What is expected:
Turn the rows below into a JSON list of strings, one string per line, with blank lines skipped and the pictures left out.

Supplied records:

————————

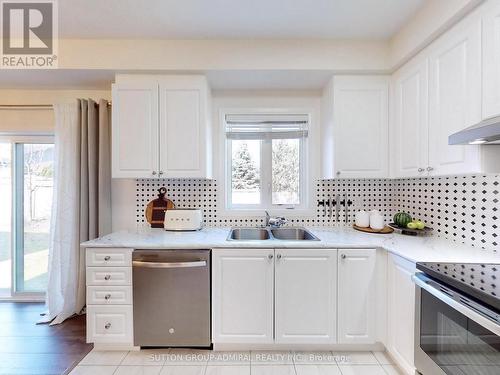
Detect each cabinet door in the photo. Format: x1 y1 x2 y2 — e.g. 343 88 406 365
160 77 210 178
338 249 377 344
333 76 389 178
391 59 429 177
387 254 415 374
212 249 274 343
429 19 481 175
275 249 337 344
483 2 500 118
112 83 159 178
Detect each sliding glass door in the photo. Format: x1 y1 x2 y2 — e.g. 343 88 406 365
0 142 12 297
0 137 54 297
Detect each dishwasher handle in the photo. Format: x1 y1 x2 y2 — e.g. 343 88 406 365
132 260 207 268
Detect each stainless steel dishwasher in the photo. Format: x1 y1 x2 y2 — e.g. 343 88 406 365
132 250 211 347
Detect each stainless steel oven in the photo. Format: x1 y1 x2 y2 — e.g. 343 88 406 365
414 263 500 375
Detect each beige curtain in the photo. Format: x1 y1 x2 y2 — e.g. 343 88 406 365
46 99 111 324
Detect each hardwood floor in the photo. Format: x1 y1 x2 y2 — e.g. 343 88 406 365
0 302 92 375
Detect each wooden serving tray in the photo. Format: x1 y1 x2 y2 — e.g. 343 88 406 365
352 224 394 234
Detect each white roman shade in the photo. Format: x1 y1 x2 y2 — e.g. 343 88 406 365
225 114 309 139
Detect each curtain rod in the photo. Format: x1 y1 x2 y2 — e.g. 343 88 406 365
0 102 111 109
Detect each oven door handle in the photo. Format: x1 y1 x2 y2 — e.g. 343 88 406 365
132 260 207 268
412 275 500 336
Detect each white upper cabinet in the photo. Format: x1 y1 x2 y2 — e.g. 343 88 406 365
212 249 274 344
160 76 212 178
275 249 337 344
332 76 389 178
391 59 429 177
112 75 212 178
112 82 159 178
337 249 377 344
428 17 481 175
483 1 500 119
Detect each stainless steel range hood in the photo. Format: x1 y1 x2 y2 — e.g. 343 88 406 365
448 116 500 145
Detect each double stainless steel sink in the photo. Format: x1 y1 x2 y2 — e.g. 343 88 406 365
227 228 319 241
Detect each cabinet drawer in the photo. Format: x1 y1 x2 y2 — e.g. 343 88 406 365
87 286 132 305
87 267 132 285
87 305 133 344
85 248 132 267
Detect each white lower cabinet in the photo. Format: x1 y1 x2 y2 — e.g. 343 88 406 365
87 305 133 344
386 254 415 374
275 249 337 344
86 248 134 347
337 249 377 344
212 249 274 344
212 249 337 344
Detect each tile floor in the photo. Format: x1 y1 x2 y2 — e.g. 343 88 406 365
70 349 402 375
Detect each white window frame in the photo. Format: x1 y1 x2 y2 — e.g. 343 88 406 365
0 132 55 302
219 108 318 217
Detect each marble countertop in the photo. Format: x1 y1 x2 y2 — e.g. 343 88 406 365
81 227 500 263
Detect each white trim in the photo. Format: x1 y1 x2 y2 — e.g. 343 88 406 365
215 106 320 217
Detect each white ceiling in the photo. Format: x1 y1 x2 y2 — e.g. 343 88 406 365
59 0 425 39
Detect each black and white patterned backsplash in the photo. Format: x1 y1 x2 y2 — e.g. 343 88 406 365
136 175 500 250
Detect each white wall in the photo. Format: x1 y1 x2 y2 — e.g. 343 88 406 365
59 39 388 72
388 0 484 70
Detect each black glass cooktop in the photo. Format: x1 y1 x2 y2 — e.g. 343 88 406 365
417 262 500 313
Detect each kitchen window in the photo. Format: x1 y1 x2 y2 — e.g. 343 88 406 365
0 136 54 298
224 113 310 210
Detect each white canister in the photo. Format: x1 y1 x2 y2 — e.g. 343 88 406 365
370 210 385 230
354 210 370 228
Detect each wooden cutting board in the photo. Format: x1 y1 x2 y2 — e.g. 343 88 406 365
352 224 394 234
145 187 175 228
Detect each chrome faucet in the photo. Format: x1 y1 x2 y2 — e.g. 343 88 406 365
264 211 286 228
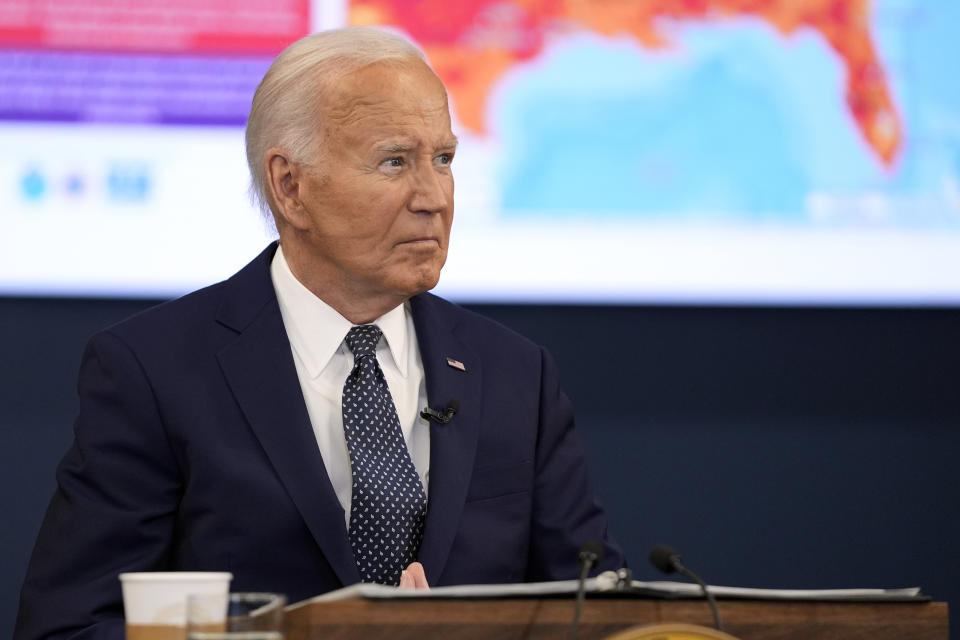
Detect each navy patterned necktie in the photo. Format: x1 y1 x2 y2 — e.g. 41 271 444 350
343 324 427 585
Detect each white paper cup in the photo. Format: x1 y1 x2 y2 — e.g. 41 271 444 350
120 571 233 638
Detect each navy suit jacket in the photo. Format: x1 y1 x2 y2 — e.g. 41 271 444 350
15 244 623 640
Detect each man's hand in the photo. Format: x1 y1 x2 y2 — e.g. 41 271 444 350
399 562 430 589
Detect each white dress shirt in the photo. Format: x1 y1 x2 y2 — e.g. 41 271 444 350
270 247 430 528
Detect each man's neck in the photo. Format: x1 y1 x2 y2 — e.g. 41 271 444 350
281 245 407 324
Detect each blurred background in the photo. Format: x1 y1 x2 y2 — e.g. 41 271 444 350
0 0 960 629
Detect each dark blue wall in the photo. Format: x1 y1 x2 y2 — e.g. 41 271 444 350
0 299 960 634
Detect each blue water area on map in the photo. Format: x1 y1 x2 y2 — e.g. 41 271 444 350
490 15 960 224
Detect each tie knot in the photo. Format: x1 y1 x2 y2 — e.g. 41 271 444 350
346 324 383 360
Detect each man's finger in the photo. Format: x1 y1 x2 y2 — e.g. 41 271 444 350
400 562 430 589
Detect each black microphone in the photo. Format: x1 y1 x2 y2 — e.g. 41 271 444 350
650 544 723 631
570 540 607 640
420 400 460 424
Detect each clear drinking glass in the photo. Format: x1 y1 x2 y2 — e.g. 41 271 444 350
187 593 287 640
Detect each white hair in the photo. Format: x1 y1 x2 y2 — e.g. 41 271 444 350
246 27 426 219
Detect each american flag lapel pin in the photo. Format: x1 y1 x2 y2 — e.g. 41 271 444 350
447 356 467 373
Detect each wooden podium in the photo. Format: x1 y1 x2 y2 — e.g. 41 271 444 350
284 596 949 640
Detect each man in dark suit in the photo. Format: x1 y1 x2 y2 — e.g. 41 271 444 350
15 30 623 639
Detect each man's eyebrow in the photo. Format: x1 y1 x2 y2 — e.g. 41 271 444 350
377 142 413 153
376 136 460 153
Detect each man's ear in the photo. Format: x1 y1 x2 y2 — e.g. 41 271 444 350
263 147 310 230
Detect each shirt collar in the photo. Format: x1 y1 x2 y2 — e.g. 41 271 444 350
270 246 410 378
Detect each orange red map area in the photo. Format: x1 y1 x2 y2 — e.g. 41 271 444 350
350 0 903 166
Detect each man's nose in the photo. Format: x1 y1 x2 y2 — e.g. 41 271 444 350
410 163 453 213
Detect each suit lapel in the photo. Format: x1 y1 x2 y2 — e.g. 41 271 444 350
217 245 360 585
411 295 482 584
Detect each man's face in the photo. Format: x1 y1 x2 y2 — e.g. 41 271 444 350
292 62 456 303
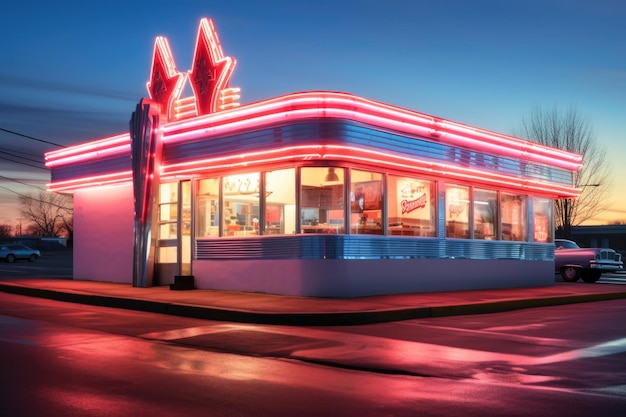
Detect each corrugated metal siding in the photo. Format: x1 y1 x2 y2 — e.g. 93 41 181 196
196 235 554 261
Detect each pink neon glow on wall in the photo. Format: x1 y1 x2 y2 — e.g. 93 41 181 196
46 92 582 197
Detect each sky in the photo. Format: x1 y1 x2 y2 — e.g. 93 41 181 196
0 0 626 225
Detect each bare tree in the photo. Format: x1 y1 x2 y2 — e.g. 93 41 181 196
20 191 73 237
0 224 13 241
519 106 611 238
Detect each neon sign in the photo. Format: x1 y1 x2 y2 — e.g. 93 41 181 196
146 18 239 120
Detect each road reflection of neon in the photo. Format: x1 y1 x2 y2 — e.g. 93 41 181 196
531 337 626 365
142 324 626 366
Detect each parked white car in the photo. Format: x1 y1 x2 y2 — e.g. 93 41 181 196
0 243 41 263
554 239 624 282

————————

Correct answer:
[
  "Detect each cabinet door in the photo. Format: x1 y1 x2 y2 — e.g. 343 88 406 365",
  "160 77 210 178",
  "338 249 377 344",
  "333 76 389 178",
  "391 59 429 177",
  "387 254 415 374",
  "212 249 274 343",
  "429 19 481 175",
  "275 249 337 344",
  "483 2 500 118",
  "112 83 159 178",
  "Detect each sliding glass door in the photo. Format: x1 y1 x2 y2 — e.g. 343 88 406 365",
  "0 142 12 297",
  "0 137 54 297",
  "Detect each dishwasher handle in the photo. Format: x1 y1 x2 y2 — e.g. 343 88 406 365",
  "132 260 207 268",
  "Detect each stainless steel dishwasher in the photo. Format: x1 y1 x2 y2 — e.g. 343 88 406 365",
  "132 250 211 347",
  "Detect each stainless steel oven in the photo. Format: x1 y1 x2 y2 — e.g. 343 88 406 365",
  "414 263 500 375",
  "Detect each beige curtain in the photo. Format: x1 y1 x2 y2 — e.g. 343 88 406 365",
  "46 99 111 324",
  "Detect each hardwood floor in the photo. Format: x1 y1 x2 y2 — e.g. 343 88 406 365",
  "0 302 92 375",
  "Detect each wooden serving tray in the photo. Format: x1 y1 x2 y2 — e.g. 343 88 406 365",
  "352 224 394 234",
  "Detect each white roman shade in the photo. Format: x1 y1 x2 y2 — e.g. 343 88 406 365",
  "225 114 309 139",
  "Detect each curtain rod in the photo. Format: x1 y1 x2 y2 — e.g. 343 88 406 365",
  "0 102 111 109",
  "Detect each oven door handle in the photo. Format: x1 y1 x2 y2 — e.g. 343 88 406 365",
  "132 260 207 268",
  "412 275 500 336",
  "Detect each white upper cabinet in the photo. Format: x1 y1 x2 y2 — e.g. 343 88 406 365",
  "212 249 274 344",
  "160 76 212 178",
  "275 249 337 344",
  "332 76 389 178",
  "391 59 429 177",
  "112 75 212 178",
  "112 82 159 178",
  "337 249 377 344",
  "428 17 481 175",
  "483 1 500 119",
  "Detect each stainless steel range hood in the photo. Format: x1 y1 x2 y2 — e.g. 343 88 406 365",
  "448 116 500 145",
  "Detect each double stainless steel sink in the photo. Format: x1 y1 x2 y2 — e.g. 343 88 406 365",
  "227 228 319 241",
  "Detect each cabinet drawer in the photo. Format: x1 y1 x2 y2 — e.g. 343 88 406 365",
  "87 286 132 305",
  "87 267 132 285",
  "87 305 133 344",
  "85 248 132 267",
  "Detect each white lower cabinet in the photo. Format: x1 y1 x2 y2 — e.g. 343 88 406 365",
  "87 305 133 344",
  "386 254 415 374",
  "275 249 337 344",
  "86 248 134 347",
  "337 249 377 344",
  "212 249 274 344",
  "212 249 337 344",
  "Detect each tile floor in the photo. Format: x1 y1 x2 y2 — e.g. 343 88 406 365",
  "70 349 402 375",
  "Detect each white window frame in the photo. Format: x1 y1 x2 y2 — e.g. 343 88 406 365",
  "0 132 55 302",
  "219 108 318 217",
  "Detect each marble countertop in the photo. Format: x1 y1 x2 y2 — e.g. 343 88 406 365",
  "81 227 500 263",
  "Detect each white trim in the photo. Format: x1 y1 x2 y2 — e.g. 343 88 406 365",
  "215 106 320 217",
  "Detect each white ceiling in the photo. Format: x1 y1 x2 y2 — e.g. 343 88 406 365",
  "59 0 425 39",
  "Detect each black and white patterned backsplash in the photo. Format: x1 y1 x2 y2 — e.g. 343 88 406 365",
  "136 175 500 250",
  "Detect each white wall in the photo. Format: x1 y1 x2 y2 — e.g. 343 88 406 365",
  "59 39 388 72",
  "388 0 484 70",
  "Detect each black glass cooktop in the photo. Format: x1 y1 x2 y2 — e.g. 343 88 406 365",
  "417 262 500 313",
  "Detect each kitchen window in the photo. Format: x1 y1 x2 y2 — e.g. 343 88 406 365",
  "0 136 54 298",
  "224 113 310 210",
  "Detect each white canister in the photo. Format: x1 y1 x2 y2 — e.g. 343 88 406 365",
  "370 210 385 230",
  "354 210 370 228",
  "Detect each wooden cutting board in the photo. Format: x1 y1 x2 y2 — e.g. 343 88 406 365",
  "352 224 394 234",
  "145 187 175 228",
  "Detect each chrome faucet in the photo. Format: x1 y1 x2 y2 — e.g. 343 88 406 365",
  "264 211 286 228",
  "Detect each navy patterned necktie in the photo. Format: x1 y1 x2 y2 — e.g. 41 271 444 350",
  "343 324 427 585",
  "Detect each white paper cup in the photo. Format: x1 y1 x2 y2 — e.g. 41 271 444 350",
  "120 571 233 638",
  "Detect each navy suit jacket in the photo. Format: x1 y1 x2 y2 — e.g. 41 271 444 350",
  "15 244 623 640",
  "Detect each man's hand in the photo. Format: x1 y1 x2 y2 — e.g. 41 271 444 350",
  "399 562 430 589",
  "Detect each white dress shirt in the photo. Format: x1 y1 x2 y2 — e.g. 41 271 444 350",
  "270 247 430 528",
  "Detect each man's neck in the photo. Format: x1 y1 x2 y2 — e.g. 41 271 444 350",
  "281 245 407 324",
  "Detect each blurred background in the photo. Format: x1 y1 x2 y2 — e.g. 41 271 444 350",
  "0 0 960 629",
  "Detect each dark blue wall in the photo. Format: x1 y1 x2 y2 — e.g. 41 271 444 350",
  "0 299 960 634",
  "Detect each blue water area on map in the photo. Format: x1 y1 x2 y2 — e.g. 41 271 444 350",
  "490 15 960 224",
  "Detect each tie knot in the photo. Format: x1 y1 x2 y2 — e.g. 41 271 444 350",
  "346 324 383 360",
  "Detect each man's finger in the photo. Format: x1 y1 x2 y2 — e.g. 41 271 444 350",
  "400 562 430 589",
  "Detect each black microphone in the photo. Format: x1 y1 x2 y2 — e.g. 41 271 444 350",
  "650 544 723 631",
  "570 540 607 640",
  "420 400 460 424",
  "Detect each clear drinking glass in the photo. Format: x1 y1 x2 y2 — e.g. 41 271 444 350",
  "187 593 287 640",
  "Detect each white hair in the photo. Format: x1 y1 x2 y2 — e.g. 41 271 444 350",
  "246 27 426 219",
  "Detect each american flag lapel pin in the photo. Format: x1 y1 x2 y2 — e.g. 41 271 444 350",
  "447 356 467 373",
  "Detect each wooden podium in the photo. Format: x1 y1 x2 y2 — e.g. 41 271 444 350",
  "284 596 949 640",
  "Detect each man in dark suit in the photo. Format: x1 y1 x2 y2 — e.g. 41 271 444 350",
  "15 30 623 639",
  "Detect each man's eyebrow in the photo. Format: x1 y1 x2 y2 — e.g. 41 271 444 350",
  "377 142 413 153",
  "376 136 460 153",
  "Detect each man's ear in the photo. Format: x1 y1 x2 y2 — e.g. 41 271 444 350",
  "263 147 310 230",
  "Detect each shirt collar in the photo. Format: x1 y1 x2 y2 — e.g. 41 271 444 350",
  "270 246 410 378",
  "Detect each orange red map area in the photo. Format: x1 y1 x2 y2 — e.g. 41 271 444 350",
  "350 0 903 166",
  "Detect each man's nose in the photo. Format: x1 y1 x2 y2 — e.g. 41 271 444 350",
  "410 163 453 213",
  "Detect each suit lapel in the photo. Format: x1 y1 x2 y2 — e.g. 41 271 444 350",
  "217 245 360 585",
  "411 295 482 584",
  "Detect each man's face in the photo. Format: x1 y1 x2 y2 — e.g. 41 271 444 350",
  "292 62 456 303",
  "Detect each corrugated metal siding in the photo. Format: x1 y1 x2 y2 — e.g. 93 41 181 196",
  "196 235 554 261",
  "Detect each pink neon glow on wall in the photo. Format: x1 y1 x2 y2 — e.g. 93 41 181 196",
  "46 92 582 197",
  "Detect each sky in the photo. Format: x1 y1 x2 y2 — e.g. 93 41 181 196",
  "0 0 626 225",
  "Detect each bare tree in the photo. Format: x1 y1 x2 y2 — e.g. 93 41 181 196",
  "20 191 73 237",
  "0 224 13 241",
  "519 106 611 238",
  "Detect each neon sign in the photo. Format: x1 y1 x2 y2 — e.g. 93 41 181 196",
  "146 18 239 120",
  "Detect each road reflection of neon in the photo. Format: x1 y1 x2 y2 — e.g. 93 41 181 196",
  "531 337 626 365",
  "142 324 626 366",
  "Detect each parked white car in the photo. Format: x1 y1 x2 y2 — e.g. 93 41 181 196",
  "0 243 41 263",
  "554 239 624 282"
]